Cautionary Statement Regarding Forward-Looking Statements
Certain information contained in this press release constitutes “forward-looking information”, within the meaning of the United States Private Securities Litigation Reform Act of 1995 and similar Canadian legislation concerning the business, operations and financial performance and condition of Denison.
Generally, these forward-looking statements can be identified by the use of forward-looking terminology such as “plans”, “expects”, “budget”, “scheduled”, “estimates”, “forecasts”, “intends”, “anticipates”, or “believes”, or the negatives and / or variations of such words and phrases, or state that certain actions, events or results “may”, “could”, “would”, “might” or “will be taken”, “occur”, “be achieved” or “has the potential to”. In particular, this press release contains forward-looking information pertaining to the results of, and estimates, assumptions and projections provided in, the PEA, including future market prices, costs and capital expenditures. Statements relating to “mineral resources” are deemed to be forward-looking information, as they involve the implied assessment, based on certain estimates and assumptions that the mineral resources described can be profitably produced in the future.
Forward looking statements are based on the opinions and estimates of management as of the date such statements are made, and they are subject to known and unknown risks, uncertainties and other factors that may cause the actual results, level of activity, performance or achievements of Denison to be materially different from those expressed or implied by such forward-looking statements. Denison believes that the expectations reflected in this forward-looking information are reasonable but there can be no assurance that such statements will prove to be accurate and may differ materially from those anticipated in this forward looking information. For a discussion in respect of risks and other factors that could influence forward-looking events, please refer to the “Risk Factors” in Denison’s Annual Information Form dated March 24, 2016 available under its profile at www.sedar.com and its Form 40-F available at www.sec.gov/edgar.shtml. These factors are not, and should not be construed as being exhaustive.

[Required action 1]:
In the cautionary statement on forward-looking statements, which document's "Risk Factors" section are readers referred to for a discussion of risks?
[Required action 2]:
Carry the cautionary statement on forward-looking statements further, picking up after its last sentence.
The rows that come next aren't needed for anything here.

(Segmentation mask data)

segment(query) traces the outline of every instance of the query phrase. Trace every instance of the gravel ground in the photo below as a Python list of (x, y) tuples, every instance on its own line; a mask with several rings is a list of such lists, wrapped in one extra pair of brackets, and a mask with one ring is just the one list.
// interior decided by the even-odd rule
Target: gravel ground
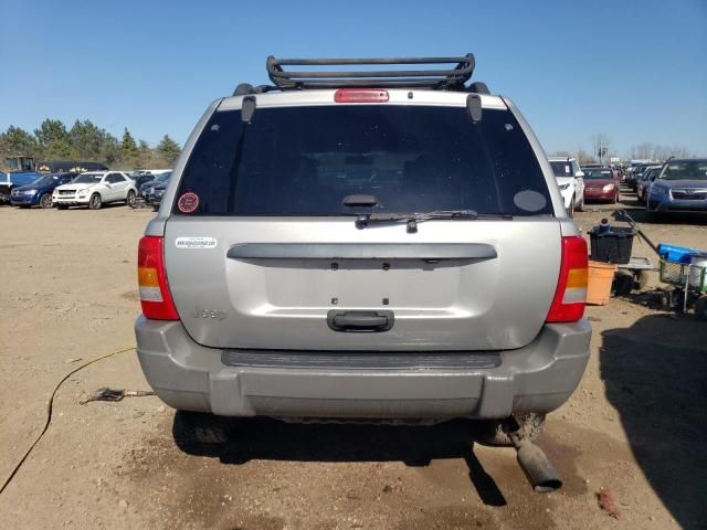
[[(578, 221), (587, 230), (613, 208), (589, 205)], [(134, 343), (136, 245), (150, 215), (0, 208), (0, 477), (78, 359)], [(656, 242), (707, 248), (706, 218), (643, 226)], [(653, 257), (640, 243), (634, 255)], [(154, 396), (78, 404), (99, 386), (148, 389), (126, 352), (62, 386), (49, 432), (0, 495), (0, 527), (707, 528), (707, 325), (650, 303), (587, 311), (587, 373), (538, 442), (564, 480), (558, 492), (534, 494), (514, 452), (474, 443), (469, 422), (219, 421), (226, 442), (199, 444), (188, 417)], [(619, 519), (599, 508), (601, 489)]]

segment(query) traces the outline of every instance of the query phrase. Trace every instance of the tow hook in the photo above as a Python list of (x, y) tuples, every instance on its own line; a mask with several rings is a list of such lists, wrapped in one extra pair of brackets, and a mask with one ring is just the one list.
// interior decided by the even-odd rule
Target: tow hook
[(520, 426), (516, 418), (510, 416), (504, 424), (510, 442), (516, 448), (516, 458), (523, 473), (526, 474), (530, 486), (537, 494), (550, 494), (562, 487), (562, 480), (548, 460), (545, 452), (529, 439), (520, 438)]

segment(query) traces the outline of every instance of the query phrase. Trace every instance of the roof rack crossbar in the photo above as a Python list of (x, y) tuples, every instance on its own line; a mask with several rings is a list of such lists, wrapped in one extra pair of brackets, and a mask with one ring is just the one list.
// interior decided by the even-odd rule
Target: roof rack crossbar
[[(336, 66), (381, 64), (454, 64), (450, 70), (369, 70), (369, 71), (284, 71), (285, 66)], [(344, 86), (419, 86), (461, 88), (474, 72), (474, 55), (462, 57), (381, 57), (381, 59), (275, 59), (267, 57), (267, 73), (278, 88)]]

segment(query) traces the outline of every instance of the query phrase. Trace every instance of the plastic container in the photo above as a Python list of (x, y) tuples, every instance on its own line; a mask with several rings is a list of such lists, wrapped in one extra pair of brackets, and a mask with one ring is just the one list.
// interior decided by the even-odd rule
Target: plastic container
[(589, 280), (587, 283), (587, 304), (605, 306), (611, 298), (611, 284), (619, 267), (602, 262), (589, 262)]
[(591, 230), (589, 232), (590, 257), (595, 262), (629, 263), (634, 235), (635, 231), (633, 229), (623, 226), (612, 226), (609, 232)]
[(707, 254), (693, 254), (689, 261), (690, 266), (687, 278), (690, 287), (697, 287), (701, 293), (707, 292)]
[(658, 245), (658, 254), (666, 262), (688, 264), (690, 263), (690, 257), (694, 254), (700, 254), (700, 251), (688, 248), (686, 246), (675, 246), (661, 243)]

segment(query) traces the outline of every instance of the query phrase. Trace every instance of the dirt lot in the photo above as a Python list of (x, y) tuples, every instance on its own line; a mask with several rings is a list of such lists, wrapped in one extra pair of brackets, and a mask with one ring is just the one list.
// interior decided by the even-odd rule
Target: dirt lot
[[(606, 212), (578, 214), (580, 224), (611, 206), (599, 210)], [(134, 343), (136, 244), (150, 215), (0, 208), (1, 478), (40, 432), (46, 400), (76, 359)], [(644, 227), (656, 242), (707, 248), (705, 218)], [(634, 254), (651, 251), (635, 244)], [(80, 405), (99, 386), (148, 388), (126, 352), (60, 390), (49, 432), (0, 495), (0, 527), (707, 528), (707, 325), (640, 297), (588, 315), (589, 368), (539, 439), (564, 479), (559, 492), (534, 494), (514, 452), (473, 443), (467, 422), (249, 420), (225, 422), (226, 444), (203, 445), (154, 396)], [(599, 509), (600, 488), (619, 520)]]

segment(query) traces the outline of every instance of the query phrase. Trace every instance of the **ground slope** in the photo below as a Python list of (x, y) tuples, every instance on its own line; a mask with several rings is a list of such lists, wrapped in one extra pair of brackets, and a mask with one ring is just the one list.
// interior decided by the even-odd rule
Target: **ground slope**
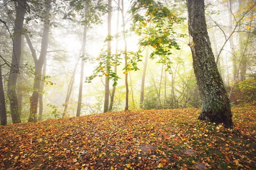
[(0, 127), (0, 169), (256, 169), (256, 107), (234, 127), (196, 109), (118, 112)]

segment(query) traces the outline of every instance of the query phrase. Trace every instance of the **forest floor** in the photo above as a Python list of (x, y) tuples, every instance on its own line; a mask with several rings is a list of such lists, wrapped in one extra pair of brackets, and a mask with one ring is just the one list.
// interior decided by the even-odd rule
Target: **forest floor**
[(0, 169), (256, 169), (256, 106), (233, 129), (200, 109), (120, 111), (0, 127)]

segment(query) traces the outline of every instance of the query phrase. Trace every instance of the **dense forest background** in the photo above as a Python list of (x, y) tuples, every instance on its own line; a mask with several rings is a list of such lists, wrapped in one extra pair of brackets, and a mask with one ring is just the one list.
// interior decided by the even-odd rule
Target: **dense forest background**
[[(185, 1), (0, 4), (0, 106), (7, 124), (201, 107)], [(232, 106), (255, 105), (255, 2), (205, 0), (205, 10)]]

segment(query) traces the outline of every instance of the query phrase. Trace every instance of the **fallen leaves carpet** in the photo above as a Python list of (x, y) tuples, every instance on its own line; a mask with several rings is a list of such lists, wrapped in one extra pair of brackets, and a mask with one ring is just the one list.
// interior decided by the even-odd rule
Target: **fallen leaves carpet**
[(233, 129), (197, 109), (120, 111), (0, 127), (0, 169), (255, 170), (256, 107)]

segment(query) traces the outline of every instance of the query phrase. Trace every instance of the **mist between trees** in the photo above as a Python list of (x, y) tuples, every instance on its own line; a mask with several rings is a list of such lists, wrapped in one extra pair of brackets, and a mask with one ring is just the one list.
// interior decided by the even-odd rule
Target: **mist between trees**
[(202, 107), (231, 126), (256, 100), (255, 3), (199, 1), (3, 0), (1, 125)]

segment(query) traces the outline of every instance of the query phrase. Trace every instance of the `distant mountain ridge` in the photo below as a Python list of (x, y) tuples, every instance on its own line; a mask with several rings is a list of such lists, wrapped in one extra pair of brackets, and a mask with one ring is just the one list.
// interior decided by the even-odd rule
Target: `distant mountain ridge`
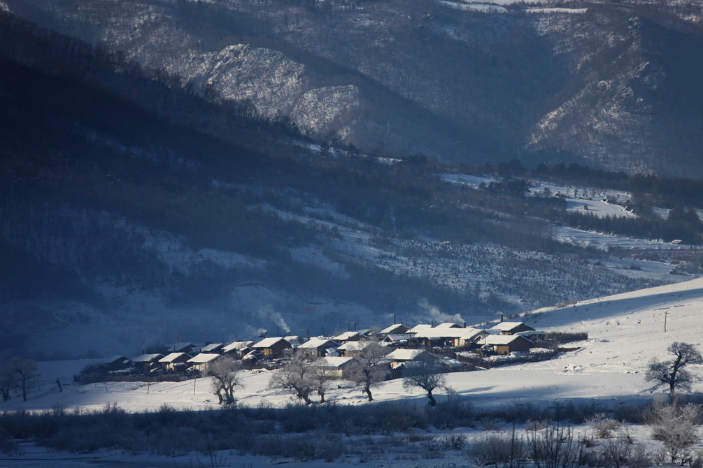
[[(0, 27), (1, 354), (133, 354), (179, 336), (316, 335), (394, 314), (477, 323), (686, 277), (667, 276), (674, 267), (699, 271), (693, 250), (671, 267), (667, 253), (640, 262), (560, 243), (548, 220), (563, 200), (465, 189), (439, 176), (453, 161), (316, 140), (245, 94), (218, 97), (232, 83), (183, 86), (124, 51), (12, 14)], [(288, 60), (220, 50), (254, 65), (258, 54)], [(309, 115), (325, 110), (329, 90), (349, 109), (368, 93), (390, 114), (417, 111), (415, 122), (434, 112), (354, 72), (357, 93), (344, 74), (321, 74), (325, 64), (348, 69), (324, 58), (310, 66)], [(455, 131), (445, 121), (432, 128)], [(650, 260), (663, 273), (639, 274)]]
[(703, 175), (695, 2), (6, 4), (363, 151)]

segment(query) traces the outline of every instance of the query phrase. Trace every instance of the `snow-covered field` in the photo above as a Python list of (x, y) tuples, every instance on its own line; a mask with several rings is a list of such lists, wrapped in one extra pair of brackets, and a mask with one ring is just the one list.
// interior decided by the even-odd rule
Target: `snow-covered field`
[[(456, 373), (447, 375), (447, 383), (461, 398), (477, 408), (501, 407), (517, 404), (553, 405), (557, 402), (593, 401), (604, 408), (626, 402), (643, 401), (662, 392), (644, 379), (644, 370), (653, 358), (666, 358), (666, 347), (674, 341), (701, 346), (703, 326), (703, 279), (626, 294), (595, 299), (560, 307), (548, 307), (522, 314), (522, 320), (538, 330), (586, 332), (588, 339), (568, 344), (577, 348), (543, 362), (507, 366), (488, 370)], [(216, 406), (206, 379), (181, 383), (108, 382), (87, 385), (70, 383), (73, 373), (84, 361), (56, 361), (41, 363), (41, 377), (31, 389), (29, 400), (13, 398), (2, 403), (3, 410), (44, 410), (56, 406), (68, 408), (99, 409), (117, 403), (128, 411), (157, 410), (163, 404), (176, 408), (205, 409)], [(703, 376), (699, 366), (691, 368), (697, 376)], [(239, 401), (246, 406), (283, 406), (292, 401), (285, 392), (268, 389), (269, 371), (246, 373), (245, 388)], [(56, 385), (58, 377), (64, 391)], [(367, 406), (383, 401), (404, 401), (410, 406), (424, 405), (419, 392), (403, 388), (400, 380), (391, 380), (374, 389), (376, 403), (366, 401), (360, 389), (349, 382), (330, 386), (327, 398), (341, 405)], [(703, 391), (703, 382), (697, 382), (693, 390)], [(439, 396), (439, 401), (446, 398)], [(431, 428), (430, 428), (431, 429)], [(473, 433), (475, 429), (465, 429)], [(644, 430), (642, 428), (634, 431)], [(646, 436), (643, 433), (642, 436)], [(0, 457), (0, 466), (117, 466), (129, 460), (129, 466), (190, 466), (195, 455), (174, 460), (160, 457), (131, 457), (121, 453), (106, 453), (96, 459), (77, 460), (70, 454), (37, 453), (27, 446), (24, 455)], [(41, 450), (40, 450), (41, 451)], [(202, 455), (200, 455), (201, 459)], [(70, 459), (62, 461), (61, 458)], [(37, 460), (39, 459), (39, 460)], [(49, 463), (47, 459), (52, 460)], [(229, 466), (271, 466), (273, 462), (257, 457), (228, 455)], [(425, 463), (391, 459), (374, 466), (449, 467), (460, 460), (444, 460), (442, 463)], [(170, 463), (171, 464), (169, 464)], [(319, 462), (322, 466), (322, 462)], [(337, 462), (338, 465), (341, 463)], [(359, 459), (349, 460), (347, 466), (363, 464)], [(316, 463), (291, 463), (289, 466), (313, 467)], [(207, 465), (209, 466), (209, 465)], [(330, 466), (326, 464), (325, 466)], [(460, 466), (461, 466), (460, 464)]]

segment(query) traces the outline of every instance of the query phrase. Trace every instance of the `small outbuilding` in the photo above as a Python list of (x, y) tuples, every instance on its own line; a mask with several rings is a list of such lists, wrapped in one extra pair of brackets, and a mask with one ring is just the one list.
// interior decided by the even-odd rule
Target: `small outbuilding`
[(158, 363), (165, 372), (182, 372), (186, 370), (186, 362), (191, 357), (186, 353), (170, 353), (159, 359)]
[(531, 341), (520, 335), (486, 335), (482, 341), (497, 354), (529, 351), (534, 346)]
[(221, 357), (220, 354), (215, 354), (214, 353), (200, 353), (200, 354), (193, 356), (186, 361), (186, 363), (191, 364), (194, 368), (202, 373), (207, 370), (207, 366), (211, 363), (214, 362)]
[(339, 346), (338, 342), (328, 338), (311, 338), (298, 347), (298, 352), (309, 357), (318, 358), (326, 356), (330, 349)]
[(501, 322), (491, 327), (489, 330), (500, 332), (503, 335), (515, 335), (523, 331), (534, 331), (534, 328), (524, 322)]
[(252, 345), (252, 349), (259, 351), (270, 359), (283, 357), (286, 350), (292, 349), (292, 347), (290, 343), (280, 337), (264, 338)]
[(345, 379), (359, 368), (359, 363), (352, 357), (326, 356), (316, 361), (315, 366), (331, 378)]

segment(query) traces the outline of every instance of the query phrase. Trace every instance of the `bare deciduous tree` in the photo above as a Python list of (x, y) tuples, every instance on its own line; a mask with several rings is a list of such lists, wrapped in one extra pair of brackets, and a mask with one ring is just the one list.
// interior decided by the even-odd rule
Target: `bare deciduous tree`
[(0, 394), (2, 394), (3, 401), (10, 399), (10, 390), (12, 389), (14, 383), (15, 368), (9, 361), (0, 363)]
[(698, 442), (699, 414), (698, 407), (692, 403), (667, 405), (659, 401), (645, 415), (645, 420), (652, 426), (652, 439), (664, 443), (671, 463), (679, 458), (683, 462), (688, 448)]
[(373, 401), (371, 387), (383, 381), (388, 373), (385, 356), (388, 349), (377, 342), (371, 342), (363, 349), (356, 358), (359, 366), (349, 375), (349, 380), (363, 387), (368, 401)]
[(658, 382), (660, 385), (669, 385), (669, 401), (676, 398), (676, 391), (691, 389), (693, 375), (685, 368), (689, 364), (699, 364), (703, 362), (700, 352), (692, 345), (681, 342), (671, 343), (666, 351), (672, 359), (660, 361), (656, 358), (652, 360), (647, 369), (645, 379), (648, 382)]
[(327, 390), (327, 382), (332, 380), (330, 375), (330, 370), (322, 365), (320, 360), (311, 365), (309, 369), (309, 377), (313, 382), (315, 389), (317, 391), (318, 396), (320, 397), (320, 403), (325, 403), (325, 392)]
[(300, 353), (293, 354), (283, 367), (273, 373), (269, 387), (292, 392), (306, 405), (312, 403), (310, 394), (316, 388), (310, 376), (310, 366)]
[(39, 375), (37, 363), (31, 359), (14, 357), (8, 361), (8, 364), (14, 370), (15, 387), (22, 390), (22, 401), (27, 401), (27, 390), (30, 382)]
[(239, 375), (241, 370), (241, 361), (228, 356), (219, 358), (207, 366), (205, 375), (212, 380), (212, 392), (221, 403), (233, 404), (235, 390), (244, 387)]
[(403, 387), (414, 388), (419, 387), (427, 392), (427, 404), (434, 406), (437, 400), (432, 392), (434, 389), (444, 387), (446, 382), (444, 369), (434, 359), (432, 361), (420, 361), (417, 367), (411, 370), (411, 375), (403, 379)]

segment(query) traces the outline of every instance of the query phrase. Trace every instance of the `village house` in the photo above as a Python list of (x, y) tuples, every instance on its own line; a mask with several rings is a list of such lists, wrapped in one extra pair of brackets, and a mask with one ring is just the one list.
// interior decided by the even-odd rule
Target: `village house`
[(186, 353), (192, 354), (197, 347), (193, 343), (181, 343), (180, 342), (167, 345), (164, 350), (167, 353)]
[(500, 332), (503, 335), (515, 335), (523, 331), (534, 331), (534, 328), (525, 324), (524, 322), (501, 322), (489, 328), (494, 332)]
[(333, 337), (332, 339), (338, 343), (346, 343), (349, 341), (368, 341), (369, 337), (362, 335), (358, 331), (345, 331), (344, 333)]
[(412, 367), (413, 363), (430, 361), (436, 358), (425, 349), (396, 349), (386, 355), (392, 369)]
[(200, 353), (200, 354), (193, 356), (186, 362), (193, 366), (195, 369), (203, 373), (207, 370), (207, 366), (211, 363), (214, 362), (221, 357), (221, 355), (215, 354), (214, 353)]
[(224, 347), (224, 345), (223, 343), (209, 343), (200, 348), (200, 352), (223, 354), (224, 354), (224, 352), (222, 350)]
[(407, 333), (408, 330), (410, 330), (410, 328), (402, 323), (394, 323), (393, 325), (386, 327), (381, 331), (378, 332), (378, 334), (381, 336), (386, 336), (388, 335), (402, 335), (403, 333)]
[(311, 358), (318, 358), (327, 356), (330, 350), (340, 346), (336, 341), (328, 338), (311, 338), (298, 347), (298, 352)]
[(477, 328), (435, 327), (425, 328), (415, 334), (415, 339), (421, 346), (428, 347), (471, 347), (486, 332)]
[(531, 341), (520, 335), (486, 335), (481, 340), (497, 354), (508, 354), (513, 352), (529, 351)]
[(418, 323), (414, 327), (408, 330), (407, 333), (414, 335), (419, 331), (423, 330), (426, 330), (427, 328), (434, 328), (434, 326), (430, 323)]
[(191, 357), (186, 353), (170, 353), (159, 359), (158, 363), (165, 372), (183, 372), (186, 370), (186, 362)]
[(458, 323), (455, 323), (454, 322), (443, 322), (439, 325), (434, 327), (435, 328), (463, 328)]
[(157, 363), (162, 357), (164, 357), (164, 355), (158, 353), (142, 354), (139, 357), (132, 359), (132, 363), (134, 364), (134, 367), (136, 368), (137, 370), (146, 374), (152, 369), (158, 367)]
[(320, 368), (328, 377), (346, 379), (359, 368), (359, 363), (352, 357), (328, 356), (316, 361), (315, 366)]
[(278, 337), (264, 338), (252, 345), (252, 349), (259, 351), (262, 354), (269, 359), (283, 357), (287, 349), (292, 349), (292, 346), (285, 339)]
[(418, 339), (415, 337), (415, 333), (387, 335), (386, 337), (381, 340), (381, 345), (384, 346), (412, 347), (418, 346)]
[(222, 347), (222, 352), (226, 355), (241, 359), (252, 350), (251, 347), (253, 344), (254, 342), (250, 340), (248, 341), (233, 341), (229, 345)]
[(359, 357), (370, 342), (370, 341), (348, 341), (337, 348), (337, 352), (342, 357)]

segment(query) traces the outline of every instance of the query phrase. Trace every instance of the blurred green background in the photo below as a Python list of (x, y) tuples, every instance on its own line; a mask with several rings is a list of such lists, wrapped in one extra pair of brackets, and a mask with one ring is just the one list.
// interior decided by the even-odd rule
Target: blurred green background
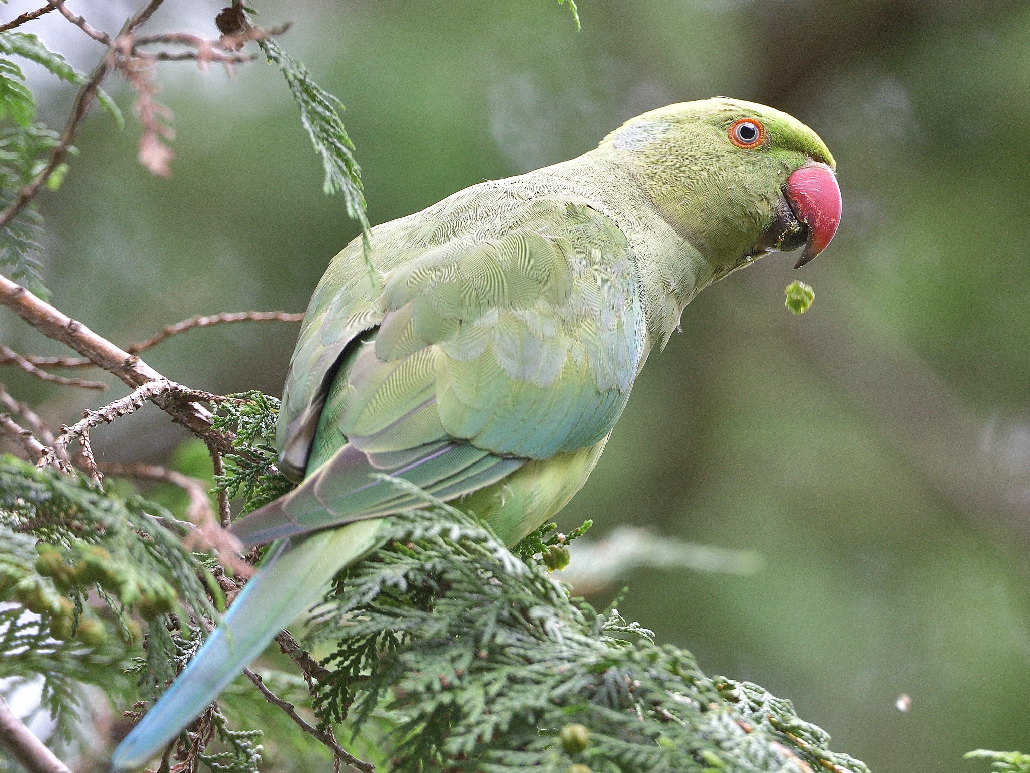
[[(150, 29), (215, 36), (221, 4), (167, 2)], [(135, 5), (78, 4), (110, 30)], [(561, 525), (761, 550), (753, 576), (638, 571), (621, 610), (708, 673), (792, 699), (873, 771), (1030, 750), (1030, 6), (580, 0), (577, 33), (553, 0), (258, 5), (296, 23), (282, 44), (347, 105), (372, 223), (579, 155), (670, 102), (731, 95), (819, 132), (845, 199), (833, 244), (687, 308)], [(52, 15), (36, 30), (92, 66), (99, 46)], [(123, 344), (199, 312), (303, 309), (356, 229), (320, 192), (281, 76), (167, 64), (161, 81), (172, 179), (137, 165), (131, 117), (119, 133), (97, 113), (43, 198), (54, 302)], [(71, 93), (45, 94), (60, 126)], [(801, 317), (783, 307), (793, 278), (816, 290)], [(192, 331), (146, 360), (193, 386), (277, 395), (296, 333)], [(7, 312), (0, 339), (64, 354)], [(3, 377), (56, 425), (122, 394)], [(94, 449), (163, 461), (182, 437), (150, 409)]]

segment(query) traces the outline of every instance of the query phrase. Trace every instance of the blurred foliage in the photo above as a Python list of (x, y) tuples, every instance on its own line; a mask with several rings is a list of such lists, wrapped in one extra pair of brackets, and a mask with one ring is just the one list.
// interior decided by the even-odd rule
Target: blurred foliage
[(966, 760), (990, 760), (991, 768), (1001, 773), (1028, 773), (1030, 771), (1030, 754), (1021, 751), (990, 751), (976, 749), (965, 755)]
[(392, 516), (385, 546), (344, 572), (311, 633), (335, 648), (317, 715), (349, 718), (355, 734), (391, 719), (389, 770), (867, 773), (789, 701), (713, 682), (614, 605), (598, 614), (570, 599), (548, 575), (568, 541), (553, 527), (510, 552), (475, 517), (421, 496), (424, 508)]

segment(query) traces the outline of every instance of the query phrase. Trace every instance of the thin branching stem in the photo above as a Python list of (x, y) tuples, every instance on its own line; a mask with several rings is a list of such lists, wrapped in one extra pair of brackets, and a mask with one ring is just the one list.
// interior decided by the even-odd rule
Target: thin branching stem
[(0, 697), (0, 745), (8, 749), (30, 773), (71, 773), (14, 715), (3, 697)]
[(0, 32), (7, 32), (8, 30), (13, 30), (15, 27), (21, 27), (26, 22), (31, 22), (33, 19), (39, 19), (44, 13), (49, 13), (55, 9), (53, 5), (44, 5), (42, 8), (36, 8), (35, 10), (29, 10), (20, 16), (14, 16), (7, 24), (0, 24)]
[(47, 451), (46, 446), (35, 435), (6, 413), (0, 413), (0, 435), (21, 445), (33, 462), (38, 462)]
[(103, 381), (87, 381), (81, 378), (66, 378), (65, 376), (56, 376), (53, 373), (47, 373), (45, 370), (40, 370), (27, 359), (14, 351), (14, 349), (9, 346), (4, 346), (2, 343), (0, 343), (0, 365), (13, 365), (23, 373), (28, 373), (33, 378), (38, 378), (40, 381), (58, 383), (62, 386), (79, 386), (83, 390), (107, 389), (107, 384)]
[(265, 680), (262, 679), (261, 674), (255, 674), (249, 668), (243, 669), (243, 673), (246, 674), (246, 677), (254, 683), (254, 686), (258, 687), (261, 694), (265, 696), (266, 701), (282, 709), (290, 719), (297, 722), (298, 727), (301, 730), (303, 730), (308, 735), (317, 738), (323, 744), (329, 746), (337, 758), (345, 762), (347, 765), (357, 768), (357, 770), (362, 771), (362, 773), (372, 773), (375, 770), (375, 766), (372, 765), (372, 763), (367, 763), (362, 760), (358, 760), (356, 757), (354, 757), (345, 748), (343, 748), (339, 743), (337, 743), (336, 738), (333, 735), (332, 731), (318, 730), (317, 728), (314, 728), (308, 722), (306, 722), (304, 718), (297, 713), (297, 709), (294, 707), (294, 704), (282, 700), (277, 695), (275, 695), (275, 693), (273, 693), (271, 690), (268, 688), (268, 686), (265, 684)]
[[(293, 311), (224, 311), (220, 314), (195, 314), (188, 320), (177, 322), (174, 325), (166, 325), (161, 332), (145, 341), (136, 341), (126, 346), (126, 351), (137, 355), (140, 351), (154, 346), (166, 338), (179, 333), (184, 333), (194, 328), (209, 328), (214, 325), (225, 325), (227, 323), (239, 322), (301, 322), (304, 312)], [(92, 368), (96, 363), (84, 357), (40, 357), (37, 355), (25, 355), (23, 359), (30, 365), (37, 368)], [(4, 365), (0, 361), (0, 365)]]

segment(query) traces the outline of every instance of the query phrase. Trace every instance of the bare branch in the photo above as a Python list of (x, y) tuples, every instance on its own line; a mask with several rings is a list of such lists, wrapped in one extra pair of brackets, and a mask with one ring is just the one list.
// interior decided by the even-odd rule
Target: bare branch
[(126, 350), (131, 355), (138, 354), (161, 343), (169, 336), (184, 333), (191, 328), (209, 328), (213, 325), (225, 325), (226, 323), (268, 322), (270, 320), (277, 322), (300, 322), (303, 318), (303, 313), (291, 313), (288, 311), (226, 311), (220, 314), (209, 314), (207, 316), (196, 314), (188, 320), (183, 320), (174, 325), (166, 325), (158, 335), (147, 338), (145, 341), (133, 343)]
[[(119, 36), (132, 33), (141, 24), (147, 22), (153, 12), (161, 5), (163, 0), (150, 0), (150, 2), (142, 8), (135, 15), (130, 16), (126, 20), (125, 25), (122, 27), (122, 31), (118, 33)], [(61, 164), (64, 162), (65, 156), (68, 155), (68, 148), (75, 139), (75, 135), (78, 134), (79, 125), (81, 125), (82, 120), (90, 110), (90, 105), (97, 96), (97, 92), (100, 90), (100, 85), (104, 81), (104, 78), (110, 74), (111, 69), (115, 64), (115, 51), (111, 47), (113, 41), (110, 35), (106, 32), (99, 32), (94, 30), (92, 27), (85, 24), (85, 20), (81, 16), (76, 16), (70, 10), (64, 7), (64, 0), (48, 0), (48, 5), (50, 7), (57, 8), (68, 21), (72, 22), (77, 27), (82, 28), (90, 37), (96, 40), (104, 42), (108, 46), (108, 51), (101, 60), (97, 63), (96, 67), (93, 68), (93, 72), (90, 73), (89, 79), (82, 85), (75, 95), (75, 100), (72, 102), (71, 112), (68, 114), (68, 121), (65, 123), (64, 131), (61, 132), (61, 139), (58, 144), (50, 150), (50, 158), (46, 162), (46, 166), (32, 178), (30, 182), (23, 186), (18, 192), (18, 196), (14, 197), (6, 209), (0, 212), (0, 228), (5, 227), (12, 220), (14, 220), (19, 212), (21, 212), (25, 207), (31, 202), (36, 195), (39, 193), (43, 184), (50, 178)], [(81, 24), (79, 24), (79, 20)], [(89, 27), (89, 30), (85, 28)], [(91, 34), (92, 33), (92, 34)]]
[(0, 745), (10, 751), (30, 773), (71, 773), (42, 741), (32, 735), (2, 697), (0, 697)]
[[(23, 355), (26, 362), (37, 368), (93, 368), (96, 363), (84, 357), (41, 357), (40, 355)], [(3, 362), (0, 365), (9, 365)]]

[Final answer 1]:
Denison's Annual Information Form dated March 24, 2016.

[Final answer 2]:
Accordingly, readers should not place undue reliance on forward-looking statements. The forward-looking information contained in this press release is expressly qualified by this cautionary statement. Any forward-looking information and the assumptions made with respect thereto speaks only as of the date of this press release. Denison does not undertake any obligation to publicly update or revise any forward-looking information after the date of this press release to conform such information to actual results or to changes in its expectations except as otherwise required by applicable legislation.
Cautionary Note to United States Investors Concerning Estimates of Measured, Indicated and Inferred Mineral Resources: This press release may use the terms “measured”, “indicated” and “inferred” mineral resources. United States investors are advised that while such terms are recognized and required by Canadian regulations, the United States Securities and Exchange Commission does not recognize them. “Inferred mineral resources” have a great amount of uncertainty as to their existence, and as to their economic and legal feasibility. It cannot be assumed that all or any part of an inferred mineral resource will ever be upgraded to a higher category. Under Canadian rules, estimates of inferred mineral resources may not form the basis of feasibility or other economic studies. United States investors are cautioned not to assume that all or any part of measured or indicated mineral resources will ever be converted into mineral reserves. United States investors are also cautioned not to assume that all or any part of an inferred mineral resource exists, or is economically or legally mineable.